## READING PASSAGE
John Kiely: It’s all about progress for Limerick

For some managers there’s a sense of rationalising what’s happened with the league, or what hasn’t happened.

John Kiely: It’s all about progress for Limerick

Allianz HL Division 1 quarter-finals


Tomorrow: Páirc Uí Rinn, 4pm

Referee: Fergal Horgan (Tipperary)

John Kiely’s candour doesn’t allow for that. The Limerick boss is the one who mentions his team’s continued residence in Division 1B of the ruling league first in the conversation.

“In an overall sense our goal was to be promoted, if we could manage that at all. Once we lost to Wexford and they then went to Galway and won, that was the end of that ambition really.

“We had put ourselves in a very good position against Wexford when we met them but we just failed to push on in that last quarter against them — and to be fair to them, they did very well in that last quarter. They’re worthy Division 1B champions, they’ve won all their games and won them quite well, you can’t argue with that — hats off to them.

“It’s up to us now to push on and to get what we can out of the rest of the league.”

Kiely subscribes to the lemonade-from-lemons outlook when it comes to the second tier in as far as possible: “There’s two sides to the coin. In the games in 1B you definitely have that bit more latitude to try out new players, or younger players. We did that this season to an almost exaggerated level, I suppose, we’ve used 33 players and I don’t know if any other county has used as many, in either 1A or 1B.

## TASKS TO CARRY OUT
1/ List every county named in the John Kiely article.
2/ Please restate the John Kiely article from "Allianz HL Division" to "in the conversation.", switching "candour" to "frankness".
3/ Write a continuation of the John Kiely article, starting after its last sentence.
The records below come from a different source.

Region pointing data
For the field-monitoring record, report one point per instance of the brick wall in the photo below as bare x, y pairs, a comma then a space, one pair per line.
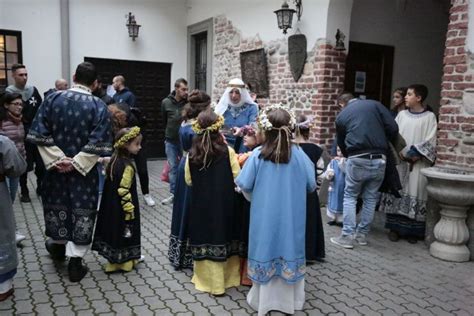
315, 92
456, 115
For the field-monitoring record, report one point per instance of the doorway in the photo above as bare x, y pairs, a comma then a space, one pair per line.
369, 69
150, 82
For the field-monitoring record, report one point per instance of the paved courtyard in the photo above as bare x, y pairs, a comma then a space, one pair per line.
383, 278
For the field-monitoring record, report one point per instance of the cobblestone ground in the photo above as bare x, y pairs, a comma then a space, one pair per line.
383, 278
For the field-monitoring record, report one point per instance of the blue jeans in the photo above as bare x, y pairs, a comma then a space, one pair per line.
363, 177
12, 185
173, 153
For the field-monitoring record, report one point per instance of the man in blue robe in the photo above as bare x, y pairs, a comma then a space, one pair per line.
72, 130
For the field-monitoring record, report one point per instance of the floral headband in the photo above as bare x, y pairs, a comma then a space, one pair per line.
266, 125
131, 134
213, 128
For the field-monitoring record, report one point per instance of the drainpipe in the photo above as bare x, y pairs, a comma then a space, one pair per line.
65, 45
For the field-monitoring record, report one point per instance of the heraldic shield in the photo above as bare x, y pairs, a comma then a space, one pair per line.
297, 54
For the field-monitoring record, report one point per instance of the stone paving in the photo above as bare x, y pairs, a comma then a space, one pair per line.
383, 278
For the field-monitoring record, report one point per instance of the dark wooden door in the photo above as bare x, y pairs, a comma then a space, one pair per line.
150, 82
369, 69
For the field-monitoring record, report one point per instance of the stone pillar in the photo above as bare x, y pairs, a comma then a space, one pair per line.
456, 115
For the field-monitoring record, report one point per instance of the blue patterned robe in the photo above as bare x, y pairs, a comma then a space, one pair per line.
75, 122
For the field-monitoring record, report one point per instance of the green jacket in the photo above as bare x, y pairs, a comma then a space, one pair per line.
171, 112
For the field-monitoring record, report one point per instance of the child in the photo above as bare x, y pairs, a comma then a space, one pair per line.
315, 249
417, 126
117, 232
335, 175
252, 139
179, 252
278, 175
211, 167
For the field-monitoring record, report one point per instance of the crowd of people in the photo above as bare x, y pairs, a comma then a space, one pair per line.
243, 180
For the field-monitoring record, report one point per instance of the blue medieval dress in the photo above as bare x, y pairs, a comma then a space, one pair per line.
179, 252
239, 117
75, 124
276, 257
11, 165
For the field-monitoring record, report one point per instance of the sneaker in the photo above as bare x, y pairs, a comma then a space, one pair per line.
168, 200
149, 200
361, 239
25, 198
19, 238
343, 241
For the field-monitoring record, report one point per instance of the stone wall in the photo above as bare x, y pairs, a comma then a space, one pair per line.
314, 93
456, 119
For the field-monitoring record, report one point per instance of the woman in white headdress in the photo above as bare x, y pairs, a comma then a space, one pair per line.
238, 109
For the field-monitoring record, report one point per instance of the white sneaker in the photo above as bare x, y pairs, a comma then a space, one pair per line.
149, 200
19, 238
168, 200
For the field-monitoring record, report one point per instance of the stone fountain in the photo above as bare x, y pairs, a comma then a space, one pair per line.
454, 191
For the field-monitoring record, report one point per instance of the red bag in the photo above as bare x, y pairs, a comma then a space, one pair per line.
165, 172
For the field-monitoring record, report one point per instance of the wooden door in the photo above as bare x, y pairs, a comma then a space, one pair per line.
150, 82
369, 69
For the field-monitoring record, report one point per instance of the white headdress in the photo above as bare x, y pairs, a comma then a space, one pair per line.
225, 101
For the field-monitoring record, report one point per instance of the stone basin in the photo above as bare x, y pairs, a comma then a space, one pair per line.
454, 191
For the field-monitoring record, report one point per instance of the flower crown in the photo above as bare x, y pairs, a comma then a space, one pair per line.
265, 124
131, 134
213, 128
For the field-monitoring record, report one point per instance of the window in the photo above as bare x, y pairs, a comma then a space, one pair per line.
10, 53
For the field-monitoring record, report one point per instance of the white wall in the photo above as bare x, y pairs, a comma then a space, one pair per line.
98, 30
418, 33
39, 23
254, 17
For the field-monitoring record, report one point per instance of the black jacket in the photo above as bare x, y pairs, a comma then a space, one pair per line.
365, 126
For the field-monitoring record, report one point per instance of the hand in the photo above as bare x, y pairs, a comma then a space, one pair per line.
237, 132
64, 165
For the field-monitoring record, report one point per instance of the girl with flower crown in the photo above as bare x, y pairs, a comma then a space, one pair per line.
213, 229
277, 177
117, 232
315, 249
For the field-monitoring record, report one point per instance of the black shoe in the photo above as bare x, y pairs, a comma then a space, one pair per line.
393, 236
77, 271
56, 251
25, 198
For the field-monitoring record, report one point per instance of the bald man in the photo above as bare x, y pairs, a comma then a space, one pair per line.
60, 84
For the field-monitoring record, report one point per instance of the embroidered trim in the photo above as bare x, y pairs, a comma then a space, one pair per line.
289, 270
179, 253
216, 252
40, 140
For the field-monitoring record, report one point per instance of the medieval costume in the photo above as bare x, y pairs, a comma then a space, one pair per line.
406, 215
315, 249
11, 165
276, 257
74, 124
213, 225
236, 114
117, 233
31, 102
179, 252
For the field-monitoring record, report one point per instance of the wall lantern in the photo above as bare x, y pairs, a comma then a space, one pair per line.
285, 14
132, 26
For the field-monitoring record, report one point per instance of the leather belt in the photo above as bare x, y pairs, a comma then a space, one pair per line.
371, 156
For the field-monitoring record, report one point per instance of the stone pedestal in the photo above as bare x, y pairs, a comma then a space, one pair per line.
453, 190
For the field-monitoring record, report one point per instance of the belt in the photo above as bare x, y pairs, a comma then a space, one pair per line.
369, 156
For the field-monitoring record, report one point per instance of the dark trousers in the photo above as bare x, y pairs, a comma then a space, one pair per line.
142, 170
34, 161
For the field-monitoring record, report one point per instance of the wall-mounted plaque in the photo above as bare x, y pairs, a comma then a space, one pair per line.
297, 54
254, 71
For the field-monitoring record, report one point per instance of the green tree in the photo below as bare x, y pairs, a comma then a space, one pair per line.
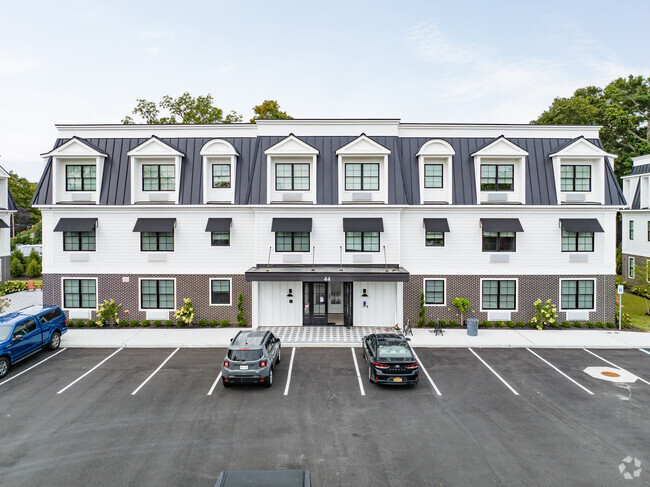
269, 110
184, 109
622, 108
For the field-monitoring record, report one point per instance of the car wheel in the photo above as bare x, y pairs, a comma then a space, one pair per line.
269, 380
4, 366
55, 341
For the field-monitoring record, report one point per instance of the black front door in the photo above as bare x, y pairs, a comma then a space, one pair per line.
347, 304
314, 303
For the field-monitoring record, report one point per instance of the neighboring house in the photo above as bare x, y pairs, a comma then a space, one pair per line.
635, 245
330, 221
7, 207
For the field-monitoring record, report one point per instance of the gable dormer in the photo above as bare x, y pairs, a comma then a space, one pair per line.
291, 171
500, 172
219, 159
363, 171
77, 169
579, 168
435, 168
155, 172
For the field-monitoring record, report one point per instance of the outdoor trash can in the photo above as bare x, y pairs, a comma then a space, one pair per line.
472, 327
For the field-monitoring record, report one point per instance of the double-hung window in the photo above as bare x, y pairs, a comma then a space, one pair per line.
362, 241
292, 241
220, 239
80, 177
292, 177
575, 178
75, 241
577, 241
157, 241
434, 291
221, 175
157, 294
501, 294
361, 176
158, 177
219, 291
434, 239
499, 241
79, 293
578, 294
433, 176
497, 177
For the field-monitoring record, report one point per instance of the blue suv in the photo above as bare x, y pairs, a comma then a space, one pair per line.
27, 331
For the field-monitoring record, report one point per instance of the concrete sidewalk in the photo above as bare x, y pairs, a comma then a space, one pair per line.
297, 336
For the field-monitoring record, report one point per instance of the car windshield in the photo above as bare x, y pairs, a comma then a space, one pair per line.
244, 355
5, 331
394, 350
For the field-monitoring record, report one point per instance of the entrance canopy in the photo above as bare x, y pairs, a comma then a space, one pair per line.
307, 273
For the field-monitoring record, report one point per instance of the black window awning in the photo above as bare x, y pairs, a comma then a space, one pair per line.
436, 225
154, 225
291, 225
501, 225
75, 225
363, 225
218, 225
576, 225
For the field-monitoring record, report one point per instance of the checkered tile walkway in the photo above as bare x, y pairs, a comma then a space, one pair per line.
322, 334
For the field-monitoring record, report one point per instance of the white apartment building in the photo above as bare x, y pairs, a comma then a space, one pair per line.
320, 222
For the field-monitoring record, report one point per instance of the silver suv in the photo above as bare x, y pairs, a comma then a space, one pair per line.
250, 358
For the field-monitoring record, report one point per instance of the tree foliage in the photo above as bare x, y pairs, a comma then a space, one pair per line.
269, 110
184, 109
622, 108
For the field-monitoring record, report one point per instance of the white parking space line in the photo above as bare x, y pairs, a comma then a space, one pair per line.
214, 384
286, 388
35, 365
91, 370
494, 372
562, 373
426, 373
614, 365
154, 372
356, 366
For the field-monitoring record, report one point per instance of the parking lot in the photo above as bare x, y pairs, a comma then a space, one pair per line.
478, 417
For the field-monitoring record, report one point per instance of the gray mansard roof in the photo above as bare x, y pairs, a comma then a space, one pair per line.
403, 185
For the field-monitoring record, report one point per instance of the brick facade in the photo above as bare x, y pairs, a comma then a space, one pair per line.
193, 286
529, 289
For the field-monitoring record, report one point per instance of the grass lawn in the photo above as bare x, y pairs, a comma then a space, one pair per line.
635, 306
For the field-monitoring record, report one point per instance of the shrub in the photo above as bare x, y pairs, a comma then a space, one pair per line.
17, 268
34, 268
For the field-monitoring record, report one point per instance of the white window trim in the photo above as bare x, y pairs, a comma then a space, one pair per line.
79, 278
210, 290
162, 278
444, 291
516, 279
571, 310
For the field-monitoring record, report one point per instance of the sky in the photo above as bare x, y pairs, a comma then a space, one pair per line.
74, 61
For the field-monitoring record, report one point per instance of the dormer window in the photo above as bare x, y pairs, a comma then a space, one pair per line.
435, 170
363, 171
501, 171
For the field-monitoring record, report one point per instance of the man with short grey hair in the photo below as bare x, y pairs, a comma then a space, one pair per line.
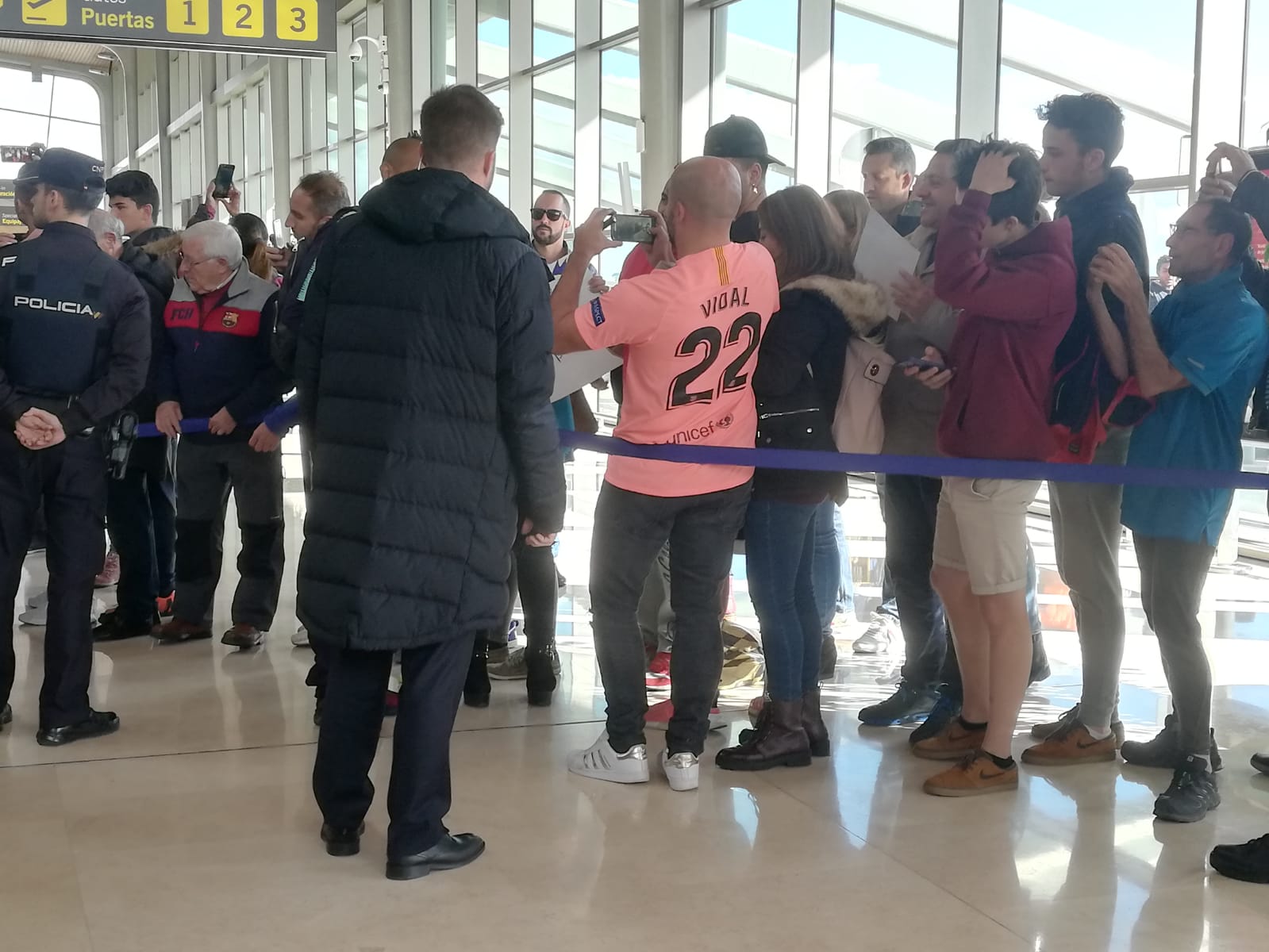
216, 363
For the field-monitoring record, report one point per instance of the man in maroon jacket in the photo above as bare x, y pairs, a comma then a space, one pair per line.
1014, 282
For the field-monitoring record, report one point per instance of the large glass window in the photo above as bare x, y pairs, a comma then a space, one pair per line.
553, 29
555, 130
618, 16
756, 75
1139, 52
620, 183
57, 112
889, 80
493, 40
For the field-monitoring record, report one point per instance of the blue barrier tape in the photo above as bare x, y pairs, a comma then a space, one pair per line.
932, 466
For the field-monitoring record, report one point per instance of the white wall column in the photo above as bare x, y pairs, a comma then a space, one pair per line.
398, 27
979, 69
586, 113
813, 93
660, 75
1221, 38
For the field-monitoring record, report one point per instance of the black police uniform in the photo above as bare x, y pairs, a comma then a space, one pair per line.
75, 342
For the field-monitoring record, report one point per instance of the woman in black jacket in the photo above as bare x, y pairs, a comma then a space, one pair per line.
797, 384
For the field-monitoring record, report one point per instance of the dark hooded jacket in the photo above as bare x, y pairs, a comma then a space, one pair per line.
156, 279
1104, 215
801, 363
424, 374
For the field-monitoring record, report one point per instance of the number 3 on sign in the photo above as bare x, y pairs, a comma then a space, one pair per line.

## ANSWERS GIVEN
1/ Limerick, Wexford, Galway, Tipperary

2/
Allianz HL Division 1 quarter-finals


Tomorrow: Páirc Uí Rinn, 4pm

Referee: Fergal Horgan (Tipperary)

John Kiely’s frankness doesn’t allow for that. The Limerick boss is the one who mentions his team’s continued residence in Division 1B of the ruling league first in the conversation.

3/
“A lot of the teams in 1B are trying very hard — Offaly are making progress under Kevin Ryan, certainly, and Kerry are also making progress, but there’s still a gap there. I think that gap will close in the next couple of years, I don’t doubt that.

“The other side of 1B that is we saw, when we played Galway last weekend, while we had a very good first half — an exceptional performance — we were playing a Galway side that’s been in the mix for All-Ireland titles over the last four years, and they had a full team, with the exception of Daithi Burke, maybe.

“To be within a goal of them at this stage in our development as a team — that was a credible performance overall, even though we were disappointed with our second-half display.

“We felt we were in a strong position at half-time, and we would have expected ourselves to do better in the second half — a bit like Kieran Kingston and the consistency he’s looking for with Cork, that’s something we’ve been looking for as well. When you don’t get that, then it’s a bigger challenge when you face the stronger teams in the league.”

He’s the one who mentioned Cork, their opponents tomorrow.

“You’d keep an eye on what’s going on in 1A,” says Kiely, “And you’d have to be impressed by how Cork have gone, three wins and six points on the board. They’ve had a couple of slip-ups here and there, but they have a young side and they’ve made huge progress this year.

“Their mobility around the pitch is extraordinary, their skill levels are very good, their movement is good, they’re racking up big scores. We’re under no illusions about the size of the task this weekend.”

Cork have had 19 and 20-year-olds playing the likes of Kilkenny and Tipperary this spring — sure that’ll accelerate their development?

“Absolutely — those young lads have gotten a real baptism of fire in the league this year and you have to say they stood up to it very well.

“It’s getting down to the business end now, knockout games, and we’d be happy we’ve progressed ourselves considerably since the Munster League. We want to keep that progress and improvement from game to game continuing and we’ll be aiming to do that on Sunday.”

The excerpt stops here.